### REQUIRED TASK
Reproduce the lines of the records below verbatim, beginning with the line that contains "the soldier with" and ending after the line that contains "x=217, y=84".

### EXERCISE DATA
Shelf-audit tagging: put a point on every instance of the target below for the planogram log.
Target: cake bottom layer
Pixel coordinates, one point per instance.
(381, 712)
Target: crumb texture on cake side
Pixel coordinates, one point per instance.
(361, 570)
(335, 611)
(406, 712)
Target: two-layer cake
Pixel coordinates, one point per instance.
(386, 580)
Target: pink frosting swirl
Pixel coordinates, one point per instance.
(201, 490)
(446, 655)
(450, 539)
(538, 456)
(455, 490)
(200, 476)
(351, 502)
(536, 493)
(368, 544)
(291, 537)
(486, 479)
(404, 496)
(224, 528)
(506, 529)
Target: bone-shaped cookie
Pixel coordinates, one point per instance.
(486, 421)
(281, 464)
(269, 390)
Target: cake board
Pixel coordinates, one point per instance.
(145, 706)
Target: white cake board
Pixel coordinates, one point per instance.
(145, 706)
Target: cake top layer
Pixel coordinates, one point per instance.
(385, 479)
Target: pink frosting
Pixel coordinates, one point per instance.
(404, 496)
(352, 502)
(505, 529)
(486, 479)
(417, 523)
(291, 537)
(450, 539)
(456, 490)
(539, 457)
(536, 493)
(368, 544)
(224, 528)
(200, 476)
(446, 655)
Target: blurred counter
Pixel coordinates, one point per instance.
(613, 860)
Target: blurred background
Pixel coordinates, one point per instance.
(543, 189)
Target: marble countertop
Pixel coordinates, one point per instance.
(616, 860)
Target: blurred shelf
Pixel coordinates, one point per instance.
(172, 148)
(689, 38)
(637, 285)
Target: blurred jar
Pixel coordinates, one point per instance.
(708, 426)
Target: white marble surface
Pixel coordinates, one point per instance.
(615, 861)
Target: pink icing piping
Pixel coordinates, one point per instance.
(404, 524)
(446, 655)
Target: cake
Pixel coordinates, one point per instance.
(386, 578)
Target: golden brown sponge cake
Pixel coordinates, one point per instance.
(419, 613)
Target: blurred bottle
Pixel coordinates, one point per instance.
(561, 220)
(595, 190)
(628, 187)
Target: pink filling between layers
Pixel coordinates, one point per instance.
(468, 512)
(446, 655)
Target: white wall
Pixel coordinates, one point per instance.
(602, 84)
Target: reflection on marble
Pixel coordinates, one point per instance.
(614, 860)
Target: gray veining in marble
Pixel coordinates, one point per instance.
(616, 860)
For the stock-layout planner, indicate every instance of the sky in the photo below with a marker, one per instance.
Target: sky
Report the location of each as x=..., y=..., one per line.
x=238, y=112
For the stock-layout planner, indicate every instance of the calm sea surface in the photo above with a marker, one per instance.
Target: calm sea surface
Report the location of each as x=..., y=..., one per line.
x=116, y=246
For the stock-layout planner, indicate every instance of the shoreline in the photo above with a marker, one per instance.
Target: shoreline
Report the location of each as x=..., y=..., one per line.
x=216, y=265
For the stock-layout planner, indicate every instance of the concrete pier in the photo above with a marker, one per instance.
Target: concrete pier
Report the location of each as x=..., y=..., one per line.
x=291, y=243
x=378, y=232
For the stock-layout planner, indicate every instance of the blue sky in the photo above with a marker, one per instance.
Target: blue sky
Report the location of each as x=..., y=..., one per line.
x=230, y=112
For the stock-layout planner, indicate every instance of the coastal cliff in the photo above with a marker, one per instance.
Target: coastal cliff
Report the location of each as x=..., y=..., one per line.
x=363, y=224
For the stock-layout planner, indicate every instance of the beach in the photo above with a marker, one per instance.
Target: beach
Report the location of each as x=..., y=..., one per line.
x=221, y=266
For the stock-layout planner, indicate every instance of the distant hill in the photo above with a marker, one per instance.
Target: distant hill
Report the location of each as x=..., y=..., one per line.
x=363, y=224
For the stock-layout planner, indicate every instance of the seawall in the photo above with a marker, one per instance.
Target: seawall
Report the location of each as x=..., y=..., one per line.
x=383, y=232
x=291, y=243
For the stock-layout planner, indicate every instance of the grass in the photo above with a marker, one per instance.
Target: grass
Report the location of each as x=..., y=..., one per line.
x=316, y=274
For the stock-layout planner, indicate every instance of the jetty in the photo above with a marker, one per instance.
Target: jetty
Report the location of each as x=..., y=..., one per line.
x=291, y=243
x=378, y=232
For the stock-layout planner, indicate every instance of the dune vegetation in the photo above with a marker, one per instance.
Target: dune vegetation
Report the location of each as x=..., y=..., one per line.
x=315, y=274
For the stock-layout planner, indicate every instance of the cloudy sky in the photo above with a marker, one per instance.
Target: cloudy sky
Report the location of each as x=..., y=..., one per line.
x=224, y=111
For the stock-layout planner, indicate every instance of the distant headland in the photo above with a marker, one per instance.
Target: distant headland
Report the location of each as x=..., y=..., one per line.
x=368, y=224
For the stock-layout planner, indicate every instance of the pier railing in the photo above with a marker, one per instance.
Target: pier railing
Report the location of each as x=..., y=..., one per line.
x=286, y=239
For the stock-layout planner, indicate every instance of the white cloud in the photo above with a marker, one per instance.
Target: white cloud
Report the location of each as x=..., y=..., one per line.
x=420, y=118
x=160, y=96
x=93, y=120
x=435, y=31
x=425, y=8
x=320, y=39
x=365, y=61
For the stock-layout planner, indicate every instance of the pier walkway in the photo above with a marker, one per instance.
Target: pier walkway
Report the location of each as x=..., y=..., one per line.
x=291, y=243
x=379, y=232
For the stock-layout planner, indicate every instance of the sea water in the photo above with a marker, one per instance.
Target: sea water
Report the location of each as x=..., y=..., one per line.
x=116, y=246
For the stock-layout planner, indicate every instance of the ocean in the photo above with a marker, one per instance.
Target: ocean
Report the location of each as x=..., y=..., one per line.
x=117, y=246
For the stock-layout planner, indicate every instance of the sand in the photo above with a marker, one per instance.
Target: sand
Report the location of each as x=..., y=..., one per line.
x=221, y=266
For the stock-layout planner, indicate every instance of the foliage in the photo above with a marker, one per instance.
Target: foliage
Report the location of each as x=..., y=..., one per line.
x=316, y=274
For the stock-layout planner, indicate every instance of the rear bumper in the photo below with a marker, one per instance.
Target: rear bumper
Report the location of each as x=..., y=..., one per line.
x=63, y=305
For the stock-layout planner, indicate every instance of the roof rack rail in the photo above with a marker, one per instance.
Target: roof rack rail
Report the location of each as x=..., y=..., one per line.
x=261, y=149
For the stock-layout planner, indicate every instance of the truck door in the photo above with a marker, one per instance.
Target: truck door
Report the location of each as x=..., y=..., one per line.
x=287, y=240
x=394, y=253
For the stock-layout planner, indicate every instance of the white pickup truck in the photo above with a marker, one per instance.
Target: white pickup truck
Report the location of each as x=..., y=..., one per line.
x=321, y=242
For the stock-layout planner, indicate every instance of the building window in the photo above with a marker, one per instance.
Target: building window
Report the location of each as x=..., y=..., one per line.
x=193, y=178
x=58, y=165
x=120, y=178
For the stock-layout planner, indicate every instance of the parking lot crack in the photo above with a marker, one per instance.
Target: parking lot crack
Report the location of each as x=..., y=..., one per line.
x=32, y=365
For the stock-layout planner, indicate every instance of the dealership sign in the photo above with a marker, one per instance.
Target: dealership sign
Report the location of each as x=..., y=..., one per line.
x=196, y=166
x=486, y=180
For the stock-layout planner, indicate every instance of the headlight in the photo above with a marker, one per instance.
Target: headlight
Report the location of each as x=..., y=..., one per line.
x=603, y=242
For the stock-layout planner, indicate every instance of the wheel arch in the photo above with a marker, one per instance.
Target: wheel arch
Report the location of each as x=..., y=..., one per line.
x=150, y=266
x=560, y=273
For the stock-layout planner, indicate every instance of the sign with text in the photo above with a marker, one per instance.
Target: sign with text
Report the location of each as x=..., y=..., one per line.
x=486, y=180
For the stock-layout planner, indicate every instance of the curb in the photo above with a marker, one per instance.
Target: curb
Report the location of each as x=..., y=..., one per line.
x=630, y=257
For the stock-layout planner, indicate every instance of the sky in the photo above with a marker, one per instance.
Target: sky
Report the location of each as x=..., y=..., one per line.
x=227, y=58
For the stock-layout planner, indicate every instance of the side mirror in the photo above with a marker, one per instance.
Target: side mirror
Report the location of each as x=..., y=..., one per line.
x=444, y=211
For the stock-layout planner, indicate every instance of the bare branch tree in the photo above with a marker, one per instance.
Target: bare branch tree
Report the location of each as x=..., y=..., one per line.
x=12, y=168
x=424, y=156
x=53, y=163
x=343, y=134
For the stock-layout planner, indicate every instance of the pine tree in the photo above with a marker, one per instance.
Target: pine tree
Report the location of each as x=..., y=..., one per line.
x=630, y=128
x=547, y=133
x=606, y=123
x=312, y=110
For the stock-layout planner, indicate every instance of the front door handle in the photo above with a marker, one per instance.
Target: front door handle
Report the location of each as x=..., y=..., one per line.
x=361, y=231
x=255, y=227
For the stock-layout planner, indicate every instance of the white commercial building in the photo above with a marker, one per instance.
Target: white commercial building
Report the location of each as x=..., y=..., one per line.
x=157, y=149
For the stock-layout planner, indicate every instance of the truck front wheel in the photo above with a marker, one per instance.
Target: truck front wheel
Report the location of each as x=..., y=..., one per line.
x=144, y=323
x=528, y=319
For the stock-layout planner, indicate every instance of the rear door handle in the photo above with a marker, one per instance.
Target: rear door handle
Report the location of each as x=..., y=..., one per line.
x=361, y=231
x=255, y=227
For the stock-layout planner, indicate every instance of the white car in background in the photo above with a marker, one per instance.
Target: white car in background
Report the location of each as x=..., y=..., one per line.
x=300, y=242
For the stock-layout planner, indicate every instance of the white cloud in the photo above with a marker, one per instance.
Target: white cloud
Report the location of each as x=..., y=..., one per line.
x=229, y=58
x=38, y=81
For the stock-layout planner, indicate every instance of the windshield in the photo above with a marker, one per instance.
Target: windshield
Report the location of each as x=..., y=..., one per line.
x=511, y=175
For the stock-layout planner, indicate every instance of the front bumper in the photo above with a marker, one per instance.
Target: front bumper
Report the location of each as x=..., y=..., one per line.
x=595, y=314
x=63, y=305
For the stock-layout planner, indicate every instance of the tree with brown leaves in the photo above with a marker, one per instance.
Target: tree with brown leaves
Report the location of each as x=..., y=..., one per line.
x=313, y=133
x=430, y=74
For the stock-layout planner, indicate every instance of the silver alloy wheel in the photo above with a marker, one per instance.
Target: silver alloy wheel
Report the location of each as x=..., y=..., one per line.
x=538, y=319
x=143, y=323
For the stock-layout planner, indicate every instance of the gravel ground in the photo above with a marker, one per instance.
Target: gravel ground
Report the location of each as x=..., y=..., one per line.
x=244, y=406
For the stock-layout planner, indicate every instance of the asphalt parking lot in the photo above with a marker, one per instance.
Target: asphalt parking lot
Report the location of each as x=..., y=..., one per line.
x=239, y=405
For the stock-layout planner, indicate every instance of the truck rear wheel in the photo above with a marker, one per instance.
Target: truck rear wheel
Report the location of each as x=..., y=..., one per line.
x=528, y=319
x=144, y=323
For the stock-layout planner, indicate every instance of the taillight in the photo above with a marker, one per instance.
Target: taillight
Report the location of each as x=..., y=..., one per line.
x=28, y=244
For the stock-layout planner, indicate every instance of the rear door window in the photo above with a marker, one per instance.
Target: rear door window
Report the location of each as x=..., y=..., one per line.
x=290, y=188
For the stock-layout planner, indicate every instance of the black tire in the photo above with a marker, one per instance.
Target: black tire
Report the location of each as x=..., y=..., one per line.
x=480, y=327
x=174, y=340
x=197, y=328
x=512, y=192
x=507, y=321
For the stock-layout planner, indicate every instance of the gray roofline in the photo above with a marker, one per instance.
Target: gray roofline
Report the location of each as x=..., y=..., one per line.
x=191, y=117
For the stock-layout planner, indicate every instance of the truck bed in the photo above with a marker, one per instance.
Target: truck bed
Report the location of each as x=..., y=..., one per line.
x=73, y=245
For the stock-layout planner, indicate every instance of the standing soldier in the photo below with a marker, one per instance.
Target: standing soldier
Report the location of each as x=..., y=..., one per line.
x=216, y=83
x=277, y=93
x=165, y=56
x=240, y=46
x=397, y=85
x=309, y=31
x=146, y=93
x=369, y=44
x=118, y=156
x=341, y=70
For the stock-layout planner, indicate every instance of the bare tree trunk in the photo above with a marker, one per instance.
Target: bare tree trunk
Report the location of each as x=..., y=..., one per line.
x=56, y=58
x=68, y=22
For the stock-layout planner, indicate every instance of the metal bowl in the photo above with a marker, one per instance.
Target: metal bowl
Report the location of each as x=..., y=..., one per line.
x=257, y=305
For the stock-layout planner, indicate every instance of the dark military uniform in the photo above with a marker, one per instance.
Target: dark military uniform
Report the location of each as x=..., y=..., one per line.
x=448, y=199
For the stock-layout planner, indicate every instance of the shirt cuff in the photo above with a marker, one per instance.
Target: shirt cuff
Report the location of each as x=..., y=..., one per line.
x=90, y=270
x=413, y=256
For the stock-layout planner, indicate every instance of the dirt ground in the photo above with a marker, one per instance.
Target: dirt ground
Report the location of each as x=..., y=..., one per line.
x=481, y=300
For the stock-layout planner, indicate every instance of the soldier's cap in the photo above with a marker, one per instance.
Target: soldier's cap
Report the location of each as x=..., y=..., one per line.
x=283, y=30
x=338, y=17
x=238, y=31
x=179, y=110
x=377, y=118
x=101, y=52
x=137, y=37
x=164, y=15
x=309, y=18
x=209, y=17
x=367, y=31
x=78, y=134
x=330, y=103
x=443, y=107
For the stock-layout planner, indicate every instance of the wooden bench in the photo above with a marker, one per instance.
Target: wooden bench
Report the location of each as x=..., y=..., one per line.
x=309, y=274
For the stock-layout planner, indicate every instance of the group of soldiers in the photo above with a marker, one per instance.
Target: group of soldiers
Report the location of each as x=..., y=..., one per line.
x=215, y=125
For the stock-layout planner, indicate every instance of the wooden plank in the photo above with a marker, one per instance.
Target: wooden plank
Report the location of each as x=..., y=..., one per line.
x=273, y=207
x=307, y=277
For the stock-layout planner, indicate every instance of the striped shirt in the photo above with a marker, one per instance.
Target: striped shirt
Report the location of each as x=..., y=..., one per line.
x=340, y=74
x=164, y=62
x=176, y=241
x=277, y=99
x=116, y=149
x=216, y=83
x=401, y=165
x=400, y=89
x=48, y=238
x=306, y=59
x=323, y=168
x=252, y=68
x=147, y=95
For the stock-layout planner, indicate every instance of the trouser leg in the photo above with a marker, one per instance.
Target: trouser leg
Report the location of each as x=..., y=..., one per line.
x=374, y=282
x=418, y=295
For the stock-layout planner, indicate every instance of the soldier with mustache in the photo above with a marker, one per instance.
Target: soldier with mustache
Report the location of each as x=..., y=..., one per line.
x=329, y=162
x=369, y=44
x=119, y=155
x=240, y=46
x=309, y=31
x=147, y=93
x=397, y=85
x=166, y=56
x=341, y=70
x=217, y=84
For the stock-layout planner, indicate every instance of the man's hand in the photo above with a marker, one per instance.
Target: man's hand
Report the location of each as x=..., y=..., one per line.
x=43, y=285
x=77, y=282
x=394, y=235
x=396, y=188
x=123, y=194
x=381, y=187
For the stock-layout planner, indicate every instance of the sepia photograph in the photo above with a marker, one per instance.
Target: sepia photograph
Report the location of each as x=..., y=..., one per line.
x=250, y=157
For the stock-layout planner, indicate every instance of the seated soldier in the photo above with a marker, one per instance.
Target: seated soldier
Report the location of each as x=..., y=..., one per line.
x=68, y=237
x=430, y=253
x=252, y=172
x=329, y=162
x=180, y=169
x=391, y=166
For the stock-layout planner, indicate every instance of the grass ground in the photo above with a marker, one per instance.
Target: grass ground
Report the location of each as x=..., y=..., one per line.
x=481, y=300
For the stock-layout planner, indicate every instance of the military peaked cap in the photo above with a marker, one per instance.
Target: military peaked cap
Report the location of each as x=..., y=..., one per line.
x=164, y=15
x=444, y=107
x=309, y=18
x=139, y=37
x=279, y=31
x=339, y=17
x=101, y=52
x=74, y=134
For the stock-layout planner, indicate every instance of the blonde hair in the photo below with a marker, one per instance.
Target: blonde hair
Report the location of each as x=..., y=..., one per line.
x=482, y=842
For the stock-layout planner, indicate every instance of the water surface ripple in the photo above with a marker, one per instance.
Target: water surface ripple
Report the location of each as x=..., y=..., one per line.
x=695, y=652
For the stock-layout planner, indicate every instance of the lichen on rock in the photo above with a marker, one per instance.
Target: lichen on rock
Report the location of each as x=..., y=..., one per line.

### RESPONSE BELOW
For the stock-layout planner, indicate every instance of the soldier with mustache in the photo above with a marker, one per instance.
Target: soldier with mustache
Report the location of each as x=..., y=..., one per line.
x=329, y=162
x=369, y=44
x=119, y=155
x=240, y=46
x=309, y=31
x=147, y=93
x=397, y=85
x=166, y=56
x=341, y=70
x=217, y=84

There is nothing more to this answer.